Dataset items:

>>>>

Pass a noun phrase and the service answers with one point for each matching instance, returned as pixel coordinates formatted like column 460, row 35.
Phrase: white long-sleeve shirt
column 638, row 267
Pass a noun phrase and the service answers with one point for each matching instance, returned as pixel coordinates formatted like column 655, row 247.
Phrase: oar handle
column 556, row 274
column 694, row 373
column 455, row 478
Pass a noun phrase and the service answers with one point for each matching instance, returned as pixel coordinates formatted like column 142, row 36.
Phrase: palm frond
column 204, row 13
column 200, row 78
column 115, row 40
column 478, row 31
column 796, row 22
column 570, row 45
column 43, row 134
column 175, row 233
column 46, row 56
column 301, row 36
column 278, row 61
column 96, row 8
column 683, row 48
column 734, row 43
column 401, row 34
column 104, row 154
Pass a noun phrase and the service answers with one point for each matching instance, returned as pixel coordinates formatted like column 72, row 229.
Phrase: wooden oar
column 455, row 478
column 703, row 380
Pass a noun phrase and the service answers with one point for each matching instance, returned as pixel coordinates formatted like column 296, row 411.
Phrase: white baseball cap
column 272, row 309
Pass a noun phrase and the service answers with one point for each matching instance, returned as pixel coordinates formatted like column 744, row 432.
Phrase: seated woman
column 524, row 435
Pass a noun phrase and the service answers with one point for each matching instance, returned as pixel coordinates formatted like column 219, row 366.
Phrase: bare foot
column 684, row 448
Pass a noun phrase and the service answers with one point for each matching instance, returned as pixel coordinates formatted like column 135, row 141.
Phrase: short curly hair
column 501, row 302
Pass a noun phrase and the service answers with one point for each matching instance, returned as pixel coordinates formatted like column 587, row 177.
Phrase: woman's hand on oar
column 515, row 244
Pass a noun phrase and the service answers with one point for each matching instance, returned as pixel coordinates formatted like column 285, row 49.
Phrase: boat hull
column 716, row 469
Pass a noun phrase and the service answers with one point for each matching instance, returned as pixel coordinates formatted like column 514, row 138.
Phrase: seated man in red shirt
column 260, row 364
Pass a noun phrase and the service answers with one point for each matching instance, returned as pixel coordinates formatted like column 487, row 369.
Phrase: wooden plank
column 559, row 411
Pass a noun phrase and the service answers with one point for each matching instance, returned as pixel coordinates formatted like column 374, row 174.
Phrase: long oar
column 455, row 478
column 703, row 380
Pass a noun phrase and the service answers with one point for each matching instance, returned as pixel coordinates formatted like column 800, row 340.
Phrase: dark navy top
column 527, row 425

<<<<

### EXERCISE REQUIREMENTS
Return all of the above records exactly, leaving no line out.

### WRITTEN RESPONSE
Pass a noun phrase and the service answers with one point for each matching instance, returned as pixel coordinates formatted like column 460, row 35.
Phrase: white long-sleeve shirt
column 638, row 267
Pass a noun phrase and the service answers with one point for each matching instance, returned as pixel coordinates formatted like column 655, row 247.
Phrase: oar handle
column 556, row 274
column 694, row 373
column 455, row 478
Pass a noun phrase and the service answers with one point for each matching instance, returned as pixel coordinates formatted like column 142, row 36.
Phrase: palm frond
column 204, row 13
column 200, row 78
column 115, row 40
column 478, row 31
column 796, row 22
column 570, row 45
column 43, row 134
column 175, row 233
column 46, row 56
column 301, row 36
column 278, row 61
column 96, row 8
column 683, row 48
column 734, row 43
column 401, row 34
column 104, row 154
Pass a noun phrase and the service answers with one point for each matching instance, returned as pixel coordinates formatted like column 72, row 229.
Phrase: wooden oar
column 455, row 478
column 703, row 380
Pass a noun phrase and the service answers with one point for each matching instance, returned as pixel coordinates formatted like column 296, row 411.
Phrase: white baseball cap
column 272, row 309
Pass a noun phrase and the service answers with one point for each matching instance, returned as pixel coordinates formatted like column 744, row 432.
Phrase: seated woman
column 524, row 435
Pass a noun phrase and the service answers with one point for each matching instance, returned as pixel coordinates formatted like column 219, row 366.
Phrase: bare foot
column 684, row 448
Pass a noun phrase and the service answers with one point for each matching instance, returned as pixel coordinates formatted like column 135, row 141.
Phrase: short curly hair
column 501, row 302
Pass a noun phrase and the service answers with one point for each matching instance, returned as pixel coordinates formatted like column 587, row 177.
Phrase: woman's hand on oar
column 515, row 244
Pass a noun phrase and the service answers with one point for each matching instance, returned as pixel coordinates formatted like column 285, row 49.
Phrase: boat hull
column 716, row 469
Pass a noun phrase and the service answers with one point for each matching instance, returned as pixel coordinates formatted like column 514, row 138.
Phrase: seated man in red shirt
column 260, row 364
Pass a noun phrase and the service answers with one point for each matching instance, returned as pixel coordinates formatted like column 487, row 369.
Phrase: wooden plank
column 559, row 411
Pass a noun phrase and the service answers with one point for each matching instance, returned as pixel coordinates formatted like column 374, row 174.
Phrase: long oar
column 455, row 478
column 703, row 380
Pass a noun phrase and the service answers with one point for each matching instance, returned as pixel coordinates formatted like column 800, row 340.
Phrase: dark navy top
column 527, row 425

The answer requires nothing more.